**Provided data**
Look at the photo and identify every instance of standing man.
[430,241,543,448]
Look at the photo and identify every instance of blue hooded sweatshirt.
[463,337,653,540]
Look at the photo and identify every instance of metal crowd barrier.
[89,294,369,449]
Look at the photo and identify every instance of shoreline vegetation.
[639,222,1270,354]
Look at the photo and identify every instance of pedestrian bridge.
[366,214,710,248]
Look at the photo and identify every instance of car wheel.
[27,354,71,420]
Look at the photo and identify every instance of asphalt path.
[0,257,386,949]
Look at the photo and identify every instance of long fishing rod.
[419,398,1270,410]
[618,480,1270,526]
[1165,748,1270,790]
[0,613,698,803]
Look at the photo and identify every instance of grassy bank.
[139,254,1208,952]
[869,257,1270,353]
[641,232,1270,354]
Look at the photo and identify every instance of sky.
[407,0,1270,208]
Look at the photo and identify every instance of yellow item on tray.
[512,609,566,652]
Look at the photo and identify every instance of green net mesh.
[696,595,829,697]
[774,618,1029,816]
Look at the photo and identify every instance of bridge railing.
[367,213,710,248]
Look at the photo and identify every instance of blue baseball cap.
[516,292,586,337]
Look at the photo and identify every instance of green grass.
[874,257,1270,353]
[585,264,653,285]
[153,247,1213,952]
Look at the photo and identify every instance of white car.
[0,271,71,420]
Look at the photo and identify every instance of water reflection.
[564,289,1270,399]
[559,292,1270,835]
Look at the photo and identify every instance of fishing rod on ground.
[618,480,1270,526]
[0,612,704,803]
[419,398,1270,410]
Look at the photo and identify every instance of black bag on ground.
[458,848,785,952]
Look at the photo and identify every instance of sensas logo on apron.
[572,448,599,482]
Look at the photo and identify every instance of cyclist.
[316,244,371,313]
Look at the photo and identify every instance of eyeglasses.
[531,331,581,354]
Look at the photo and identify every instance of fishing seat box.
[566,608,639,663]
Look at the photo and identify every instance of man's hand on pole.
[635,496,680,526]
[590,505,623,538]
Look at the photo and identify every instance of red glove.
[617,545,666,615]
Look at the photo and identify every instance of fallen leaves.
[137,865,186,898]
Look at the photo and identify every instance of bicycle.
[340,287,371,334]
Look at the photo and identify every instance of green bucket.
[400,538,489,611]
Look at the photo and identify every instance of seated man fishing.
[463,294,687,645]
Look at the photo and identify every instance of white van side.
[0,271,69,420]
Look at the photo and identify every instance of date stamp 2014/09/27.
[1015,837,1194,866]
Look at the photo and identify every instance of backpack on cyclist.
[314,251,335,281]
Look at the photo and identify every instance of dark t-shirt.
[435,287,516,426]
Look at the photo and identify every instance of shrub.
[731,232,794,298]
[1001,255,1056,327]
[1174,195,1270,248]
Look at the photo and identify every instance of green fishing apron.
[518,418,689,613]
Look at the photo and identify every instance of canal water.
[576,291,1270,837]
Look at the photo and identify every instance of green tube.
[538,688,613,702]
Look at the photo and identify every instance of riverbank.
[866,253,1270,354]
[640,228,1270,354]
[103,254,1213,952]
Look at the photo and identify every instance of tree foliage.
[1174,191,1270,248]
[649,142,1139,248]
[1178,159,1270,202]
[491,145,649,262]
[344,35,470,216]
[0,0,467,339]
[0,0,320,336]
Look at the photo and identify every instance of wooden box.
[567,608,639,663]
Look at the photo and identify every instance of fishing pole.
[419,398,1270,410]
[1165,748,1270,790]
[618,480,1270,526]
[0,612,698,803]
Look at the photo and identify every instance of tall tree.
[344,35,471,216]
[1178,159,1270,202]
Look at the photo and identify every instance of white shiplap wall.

**Written request**
Set out every line of the listing above as a numbered list, omitting any blank lines.

**Exercise answer**
1. Look at the photo and identify every instance of standing man.
2. [430,241,543,448]
3. Look at the photo and identify every instance of blue hooded sweatshirt.
4. [463,337,653,540]
5. Look at the photo and identify every instance of metal crowd barrier.
6. [89,294,369,449]
7. Look at the photo and identify every instance of shoreline vegetation.
8. [639,222,1270,354]
9. Look at the photo and identify every instance of pedestrian bridge.
10. [366,214,710,248]
11. Look at the photo and identify every instance of car wheel.
12. [27,354,71,420]
13. Look at the photo and identify every instance of asphalt path.
14. [0,257,386,949]
15. Look at the photo and identify every instance of long fishing rod.
16. [419,398,1270,410]
17. [618,480,1270,526]
18. [1165,748,1270,790]
19. [0,613,698,803]
20. Look at the photo and identify every instance of grassy bank.
21. [139,254,1208,952]
22. [869,257,1270,353]
23. [641,232,1270,354]
24. Look at the photo and identify every instance of sky.
25. [407,0,1270,208]
26. Look at the photo and identify every instance of yellow item on tray.
27. [512,609,566,652]
28. Look at the photo and identify every instance of green net mesh.
29. [696,595,829,697]
30. [774,618,1029,816]
31. Look at the photo and identify every instance of bridge railing.
32. [367,213,710,248]
33. Look at the photo and identify every instance of blue baseball cap.
34. [516,292,586,337]
35. Look at the photo and identify every instance of green grass.
36. [874,257,1270,353]
37. [585,264,653,285]
38. [153,247,1213,952]
39. Look at the photo and identify every instance of white car.
40. [0,271,71,420]
41. Look at the photo and identify every instance of water reflection.
42. [564,289,1270,399]
43. [559,292,1270,835]
44. Look at the photo and identify every instance of fishing rod on ground.
45. [618,480,1270,526]
46. [0,612,704,803]
47. [419,398,1270,410]
48. Look at the photo and identify every instance of black bag on ground.
49. [458,848,785,952]
50. Look at the photo and identify every instance of sensas logo on apron.
51. [572,448,599,482]
52. Look at the photo and identify every instance of cyclist.
53. [316,244,371,313]
54. Look at the photo and identify every instance of eyeglasses.
55. [531,331,581,354]
56. Look at the photo and identify every instance of fishing seat box.
57. [566,608,639,663]
58. Look at the photo and identify every instance of man's hand on pole.
59. [635,496,680,526]
60. [590,505,623,538]
61. Look at the photo and identify every instance of red glove.
62. [617,545,666,615]
63. Look at the photo and identify every instance of fallen leaves.
64. [137,865,186,898]
65. Look at the photo and identify every instance of bicycle.
66. [340,287,371,334]
67. Look at the photo and identify every instance of green bucket.
68. [400,538,489,611]
69. Look at the photo and identify every instance of seated man fishing.
70. [463,294,687,645]
71. Look at the photo and identify every instance of white van side.
72. [0,271,69,420]
73. Look at the photo and identify every instance of date stamp 2014/09/27.
74. [1015,837,1194,866]
75. Look at the photo and identify every instance of backpack on cyclist.
76. [314,251,335,281]
77. Look at the photo and identify every instance of dark t-shirt.
78. [435,287,516,426]
79. Look at the photo and identify every instance of shrub.
80. [731,232,794,298]
81. [1001,255,1056,327]
82. [1174,195,1270,248]
83. Look at the photo and identify every instance of green fishing apron.
84. [518,418,689,613]
85. Look at the photo and identify every instance of canal water.
86. [576,291,1270,837]
87. Look at the photo and identify every instance of green tube.
88. [538,688,613,702]
89. Look at the photo and identify every instance of riverbank.
90. [866,253,1270,354]
91. [640,228,1270,354]
92. [103,254,1213,952]
93. Look at the photo and identify every instance of tree foliage.
94. [1174,191,1270,248]
95. [649,142,1139,248]
96. [1178,159,1270,202]
97. [491,145,649,262]
98. [344,35,470,216]
99. [0,0,467,339]
100. [0,0,320,336]
101. Look at the photo and identify every instance of wooden box.
102. [567,608,639,663]
103. Look at the photo and identify every instance of fishing pole.
104. [419,398,1270,410]
105. [1165,748,1270,790]
106. [618,480,1270,526]
107. [0,612,698,803]
108. Look at the photo and identify every instance of tall tree.
109. [344,35,471,216]
110. [1178,159,1270,202]
111. Look at the photo and identify every instance of white shiplap wall.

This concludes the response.